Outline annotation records
** Start **

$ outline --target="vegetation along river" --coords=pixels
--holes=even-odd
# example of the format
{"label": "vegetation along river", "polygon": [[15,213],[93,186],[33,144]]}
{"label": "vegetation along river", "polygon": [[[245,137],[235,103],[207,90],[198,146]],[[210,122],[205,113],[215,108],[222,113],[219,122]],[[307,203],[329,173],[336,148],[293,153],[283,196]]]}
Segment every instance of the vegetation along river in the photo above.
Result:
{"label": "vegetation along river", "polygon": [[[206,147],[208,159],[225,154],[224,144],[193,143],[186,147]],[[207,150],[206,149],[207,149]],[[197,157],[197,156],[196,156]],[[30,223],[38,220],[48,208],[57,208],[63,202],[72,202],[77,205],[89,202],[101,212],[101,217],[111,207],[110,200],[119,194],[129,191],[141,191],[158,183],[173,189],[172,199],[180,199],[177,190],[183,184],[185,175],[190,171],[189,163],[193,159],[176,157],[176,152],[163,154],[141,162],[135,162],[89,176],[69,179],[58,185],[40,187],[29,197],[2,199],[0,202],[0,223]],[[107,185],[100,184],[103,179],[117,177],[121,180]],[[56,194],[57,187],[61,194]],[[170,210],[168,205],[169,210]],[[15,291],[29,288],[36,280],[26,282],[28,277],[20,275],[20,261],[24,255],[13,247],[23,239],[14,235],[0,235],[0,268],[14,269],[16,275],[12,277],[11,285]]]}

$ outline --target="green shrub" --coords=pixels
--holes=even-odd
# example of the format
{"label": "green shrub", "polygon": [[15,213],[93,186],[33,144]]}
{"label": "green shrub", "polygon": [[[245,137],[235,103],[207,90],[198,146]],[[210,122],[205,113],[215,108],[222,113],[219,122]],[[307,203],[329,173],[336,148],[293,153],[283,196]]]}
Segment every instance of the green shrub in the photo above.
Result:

** End **

* [Given exercise] Copy every line of the material above without changing anything.

* [Worked answer]
$ outline --target="vegetation along river" --coords=pixels
--holes=even-odd
# example of the format
{"label": "vegetation along river", "polygon": [[15,213],[93,186],[33,144]]}
{"label": "vegetation along river", "polygon": [[[245,137],[235,103],[207,90],[198,146]],[[210,122],[205,113],[215,108],[222,113],[219,122]],[[307,203],[329,173],[336,148],[293,153],[283,196]]]}
Segment every instance of the vegetation along river in the photo above.
Result:
{"label": "vegetation along river", "polygon": [[[206,147],[208,159],[225,154],[224,144],[193,143],[186,147]],[[207,150],[206,149],[207,149]],[[197,157],[197,156],[196,156]],[[30,223],[38,220],[48,208],[57,208],[63,202],[72,202],[77,205],[89,202],[101,212],[101,217],[111,207],[110,200],[119,194],[129,191],[141,191],[158,183],[173,189],[172,199],[180,199],[177,190],[183,184],[185,175],[190,171],[189,163],[193,159],[176,157],[176,152],[163,154],[141,162],[135,162],[89,176],[69,179],[58,185],[40,187],[29,197],[2,199],[0,202],[0,223]],[[107,185],[100,184],[103,179],[117,177],[121,180]],[[56,194],[57,187],[61,194]],[[170,210],[168,205],[169,210]],[[15,291],[29,288],[36,280],[26,282],[28,277],[20,275],[20,261],[24,255],[13,247],[23,239],[14,235],[0,235],[0,268],[14,269],[16,275],[12,277],[11,285]]]}

$ outline --target="green shrub" --coords=pixels
--holes=even-odd
# example of the format
{"label": "green shrub", "polygon": [[15,213],[93,186],[33,144]]}
{"label": "green shrub", "polygon": [[[245,137],[235,103],[207,90],[198,146]],[[210,122],[205,113],[215,108],[222,113],[219,122]],[[307,203],[329,173],[336,148],[293,153],[283,196]]]}
Segment every instance of the green shrub in the photo above.
Result:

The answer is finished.